→ **WHAT IS BEING ASKED**:
What follows is a listing. Return every line of it exactly.

→ **DATA ROWS**:

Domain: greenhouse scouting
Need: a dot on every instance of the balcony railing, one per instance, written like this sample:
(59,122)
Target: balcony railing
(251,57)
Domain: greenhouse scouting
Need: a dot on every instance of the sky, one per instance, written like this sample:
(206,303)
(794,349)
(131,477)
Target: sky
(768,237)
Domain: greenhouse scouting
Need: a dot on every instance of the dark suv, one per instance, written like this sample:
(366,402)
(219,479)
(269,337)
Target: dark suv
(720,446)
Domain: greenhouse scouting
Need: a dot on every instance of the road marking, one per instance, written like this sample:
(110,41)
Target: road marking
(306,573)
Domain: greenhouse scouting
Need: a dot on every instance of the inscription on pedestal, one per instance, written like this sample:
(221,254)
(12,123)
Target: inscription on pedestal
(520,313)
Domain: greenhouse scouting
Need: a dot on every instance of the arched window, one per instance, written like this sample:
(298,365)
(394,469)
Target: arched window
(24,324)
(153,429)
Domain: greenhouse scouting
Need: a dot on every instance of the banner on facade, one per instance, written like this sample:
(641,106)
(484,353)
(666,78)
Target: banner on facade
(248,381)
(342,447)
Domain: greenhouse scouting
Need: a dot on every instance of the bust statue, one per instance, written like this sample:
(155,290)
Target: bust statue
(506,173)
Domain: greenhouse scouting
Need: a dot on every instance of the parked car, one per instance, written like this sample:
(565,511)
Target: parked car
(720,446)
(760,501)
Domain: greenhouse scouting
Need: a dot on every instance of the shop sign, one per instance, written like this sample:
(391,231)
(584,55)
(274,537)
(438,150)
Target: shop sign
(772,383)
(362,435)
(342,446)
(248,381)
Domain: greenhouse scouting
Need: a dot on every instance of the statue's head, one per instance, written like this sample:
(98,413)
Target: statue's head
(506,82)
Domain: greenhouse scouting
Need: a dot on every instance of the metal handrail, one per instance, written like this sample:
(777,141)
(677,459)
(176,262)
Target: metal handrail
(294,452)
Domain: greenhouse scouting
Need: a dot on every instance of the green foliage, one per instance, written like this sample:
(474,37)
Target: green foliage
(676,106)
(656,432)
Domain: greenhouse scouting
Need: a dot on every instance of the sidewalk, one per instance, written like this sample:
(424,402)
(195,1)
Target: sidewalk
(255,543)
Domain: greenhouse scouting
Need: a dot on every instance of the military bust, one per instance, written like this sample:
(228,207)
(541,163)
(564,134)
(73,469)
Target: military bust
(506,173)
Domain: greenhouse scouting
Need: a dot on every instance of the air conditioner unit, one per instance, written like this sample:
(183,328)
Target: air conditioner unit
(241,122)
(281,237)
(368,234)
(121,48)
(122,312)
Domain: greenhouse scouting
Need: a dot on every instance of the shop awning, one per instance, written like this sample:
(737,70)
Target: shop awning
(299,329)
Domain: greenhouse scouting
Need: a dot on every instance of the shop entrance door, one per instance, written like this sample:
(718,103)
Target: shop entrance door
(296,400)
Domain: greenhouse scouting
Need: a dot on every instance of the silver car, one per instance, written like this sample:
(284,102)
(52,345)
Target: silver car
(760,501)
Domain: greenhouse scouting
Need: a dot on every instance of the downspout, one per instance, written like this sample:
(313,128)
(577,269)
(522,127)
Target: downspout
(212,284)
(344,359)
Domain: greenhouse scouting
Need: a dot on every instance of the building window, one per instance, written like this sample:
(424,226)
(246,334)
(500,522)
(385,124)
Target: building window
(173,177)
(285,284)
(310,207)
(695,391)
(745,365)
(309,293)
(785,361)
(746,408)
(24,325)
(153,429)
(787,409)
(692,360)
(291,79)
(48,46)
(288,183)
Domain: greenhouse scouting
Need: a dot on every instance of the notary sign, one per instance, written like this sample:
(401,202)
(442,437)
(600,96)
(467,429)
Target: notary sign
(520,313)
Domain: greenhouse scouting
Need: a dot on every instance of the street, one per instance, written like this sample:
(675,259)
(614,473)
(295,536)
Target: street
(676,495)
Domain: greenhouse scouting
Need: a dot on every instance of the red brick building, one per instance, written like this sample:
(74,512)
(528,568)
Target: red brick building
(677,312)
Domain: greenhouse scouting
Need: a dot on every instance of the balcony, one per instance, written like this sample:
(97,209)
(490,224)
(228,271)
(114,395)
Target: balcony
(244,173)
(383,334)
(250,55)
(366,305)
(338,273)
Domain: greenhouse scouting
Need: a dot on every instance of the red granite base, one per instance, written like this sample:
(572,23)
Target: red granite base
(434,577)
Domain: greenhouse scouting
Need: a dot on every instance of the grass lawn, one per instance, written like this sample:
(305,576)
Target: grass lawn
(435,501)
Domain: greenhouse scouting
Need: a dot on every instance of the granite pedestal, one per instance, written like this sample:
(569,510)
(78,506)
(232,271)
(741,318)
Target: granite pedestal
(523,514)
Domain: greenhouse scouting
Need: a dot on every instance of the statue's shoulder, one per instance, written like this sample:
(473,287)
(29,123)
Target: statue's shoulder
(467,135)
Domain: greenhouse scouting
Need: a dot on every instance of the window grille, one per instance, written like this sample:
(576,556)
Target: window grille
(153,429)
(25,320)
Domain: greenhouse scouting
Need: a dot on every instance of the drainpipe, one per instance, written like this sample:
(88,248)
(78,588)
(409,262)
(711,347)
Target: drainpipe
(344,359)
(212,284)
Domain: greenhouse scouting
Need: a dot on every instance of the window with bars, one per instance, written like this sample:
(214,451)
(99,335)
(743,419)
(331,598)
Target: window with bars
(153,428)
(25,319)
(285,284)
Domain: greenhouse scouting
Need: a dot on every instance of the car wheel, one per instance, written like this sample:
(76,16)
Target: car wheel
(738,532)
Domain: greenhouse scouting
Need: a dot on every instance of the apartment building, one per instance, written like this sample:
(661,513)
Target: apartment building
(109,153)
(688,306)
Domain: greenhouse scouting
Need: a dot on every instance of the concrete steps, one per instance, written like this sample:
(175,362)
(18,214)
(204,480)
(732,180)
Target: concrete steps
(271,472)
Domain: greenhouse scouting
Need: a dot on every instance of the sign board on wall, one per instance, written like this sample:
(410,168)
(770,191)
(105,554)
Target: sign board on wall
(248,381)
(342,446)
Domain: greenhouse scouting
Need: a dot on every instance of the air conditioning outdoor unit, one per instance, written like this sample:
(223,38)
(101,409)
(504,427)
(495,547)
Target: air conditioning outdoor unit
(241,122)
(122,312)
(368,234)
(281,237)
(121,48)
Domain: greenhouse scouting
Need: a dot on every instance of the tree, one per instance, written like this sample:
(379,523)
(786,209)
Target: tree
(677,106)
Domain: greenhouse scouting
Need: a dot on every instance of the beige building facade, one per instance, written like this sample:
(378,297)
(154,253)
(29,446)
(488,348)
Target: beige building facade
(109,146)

→ **RESPONSE FOR THIS EXERCISE**:
Domain: greenhouse scouting
Need: a dot on every instance of the balcony railing, one per instance, written like this sample:
(59,122)
Target: balcony railing
(251,57)
Domain: greenhouse scouting
Need: a dot on every instance of the sky, one per instance, written like this sample:
(206,303)
(794,349)
(131,477)
Target: sky
(768,237)
Domain: greenhouse scouting
Need: a dot on every instance of the dark suv, one per instance, written like this sample:
(366,402)
(219,479)
(269,337)
Target: dark suv
(720,446)
Domain: greenhouse scouting
Need: a dot on every instance of the road marking, one per instance, written like this sample:
(110,41)
Target: road marking
(306,573)
Domain: greenhouse scouting
Need: a dot on every instance of the inscription on pedestal, one per instance, written like this sample:
(221,254)
(12,123)
Target: inscription on pedestal
(520,313)
Domain: greenhouse scouting
Need: a dot on every instance of the arched window, one per instance, written like this sample:
(298,365)
(394,469)
Target: arched window
(24,324)
(153,429)
Domain: greenhouse scouting
Need: a dot on every instance of the banner on facade, one per instance, written like this sample:
(641,106)
(484,353)
(666,78)
Target: banner on facade
(248,381)
(342,447)
Domain: greenhouse scouting
Need: a dot on every instance of the bust statue, one per instance, written like this sample:
(155,290)
Target: bust statue
(506,173)
Domain: greenhouse scouting
Need: a dot on every instance of the parked car, one per instance, written like this sample:
(565,511)
Target: parked car
(720,446)
(760,501)
Domain: greenhouse scouting
Need: a dot on every instance of the shop sign, one per instance, written like this sample:
(391,231)
(584,55)
(274,537)
(438,150)
Target: shop sign
(772,383)
(362,435)
(342,446)
(248,381)
Domain: greenhouse scouting
Need: a dot on every instance of the statue's head, one per instance, written like this sample:
(98,413)
Target: statue's head
(506,82)
Domain: greenhouse scouting
Need: a dot on every instance of the metal handrail, one per instance, written like this sample:
(777,141)
(677,459)
(176,262)
Target: metal handrail
(294,452)
Domain: greenhouse scouting
Need: a dot on every instance of the green foliage, one per instance, written like this sample:
(474,37)
Target: green foliage
(676,106)
(656,432)
Domain: greenhouse scouting
Need: a dot on every instance of the sidewalk, one per instance, written like this sample:
(424,402)
(195,1)
Target: sidewalk
(255,543)
Domain: greenhouse scouting
Need: a dot on every instance of the military bust, one per instance, written like this sample:
(228,207)
(541,163)
(564,134)
(73,469)
Target: military bust
(506,173)
Domain: greenhouse scouting
Need: a dot on every instance of the air conditioner unit, one per instance, written like this sample:
(183,328)
Target: air conditioner unit
(241,122)
(281,237)
(368,234)
(121,48)
(122,312)
Domain: greenhouse scouting
Need: a dot on every instance of the shop awning, one per instance, written like this sample:
(737,70)
Target: shop awning
(299,329)
Domain: greenhouse scouting
Need: a dot on every instance of the shop entrance door, one per instance, written like this sample:
(718,103)
Target: shop entrance door
(296,400)
Domain: greenhouse scouting
Need: a dot on every instance of the silver car, one per instance, written like this sample:
(284,102)
(52,345)
Target: silver car
(760,501)
Domain: greenhouse scouting
Need: a dot on every instance of the downspout, one per instance, written like this sample:
(313,128)
(577,269)
(522,127)
Target: downspout
(212,284)
(344,359)
Domain: greenhouse scouting
Need: a dot on every instance of the building window, one per instance, written like this sample:
(424,226)
(246,334)
(500,522)
(385,124)
Target: building window
(173,177)
(285,284)
(310,207)
(695,391)
(745,365)
(309,293)
(785,361)
(746,408)
(24,325)
(153,429)
(787,409)
(692,360)
(291,79)
(48,46)
(288,183)
Domain: greenhouse scouting
Need: a dot on every instance of the notary sign, one per instance, written like this sample:
(401,202)
(442,437)
(600,96)
(467,429)
Target: notary sign
(520,313)
Domain: greenhouse scouting
Need: a dot on every instance of the street, one per instance, written like this sample:
(675,259)
(614,473)
(295,536)
Target: street
(676,495)
Domain: greenhouse scouting
Need: a dot on every instance of the red brick building, one per instance, written like this sample:
(74,512)
(528,568)
Target: red brick building
(677,312)
Domain: greenhouse scouting
Need: a dot on every instance of the balcony, one per instance, written like this sample:
(97,209)
(490,224)
(228,271)
(114,395)
Target: balcony
(244,173)
(383,334)
(250,55)
(366,305)
(338,273)
Domain: greenhouse scouting
Need: a dot on every instance of the red granite base, one per instance, written like this sample:
(572,23)
Target: red granite base
(434,577)
Domain: greenhouse scouting
Need: a dot on every instance of the grass lawn, one per instance, written like this sample:
(305,576)
Target: grass lawn
(435,501)
Domain: greenhouse scouting
Need: a dot on every instance of the granite pedestal, one per instance, written like this sample:
(569,510)
(78,506)
(232,271)
(741,318)
Target: granite pedestal
(523,514)
Domain: greenhouse scouting
Need: a dot on every instance of the statue's shoulder, one per instance, written like this sample:
(473,287)
(29,123)
Target: statue's shoulder
(467,135)
Domain: greenhouse scouting
Need: a dot on every instance of the window grille, one per instance, written like this sample:
(576,556)
Target: window grille
(153,429)
(25,320)
Domain: greenhouse scouting
Need: a dot on every instance of the drainpipe, one per instance, written like this sample:
(88,248)
(78,588)
(409,262)
(711,347)
Target: drainpipe
(344,359)
(212,284)
Domain: greenhouse scouting
Need: a dot on every instance of the window with bars, one per instance, written like this sample:
(214,451)
(99,335)
(743,419)
(331,598)
Target: window with bars
(153,428)
(25,319)
(285,284)
Domain: greenhouse scouting
Need: a dot on every instance of the car wheel, one per instance, written like this sample:
(76,16)
Target: car wheel
(738,532)
Domain: greenhouse scouting
Need: a dot on every instance of the apartment building, one per instance, written like this sample:
(661,513)
Target: apartment building
(109,153)
(688,306)
Domain: greenhouse scouting
Need: a dot on every instance of the concrete steps, one per instance, written like this sample:
(175,362)
(18,214)
(204,480)
(732,180)
Target: concrete steps
(271,472)
Domain: greenhouse scouting
Need: a dot on every instance of the sign board on wall, one per instance, written like this sample:
(410,168)
(770,191)
(105,554)
Target: sign board on wall
(248,381)
(342,446)
Domain: greenhouse scouting
Need: a dot on every instance of the air conditioning outdoor unit, one per instance, written like this sample:
(223,38)
(101,409)
(504,427)
(495,547)
Target: air conditioning outdoor unit
(241,122)
(122,312)
(368,234)
(281,237)
(121,48)
Domain: greenhouse scouting
Need: a dot on every instance of the tree, one per instance, written like this sample:
(379,523)
(786,209)
Target: tree
(677,106)
Domain: greenhouse scouting
Need: a dot on every instance of the beige building facade, one per instance, written like this sample:
(378,297)
(154,253)
(29,446)
(488,348)
Target: beige building facade
(109,146)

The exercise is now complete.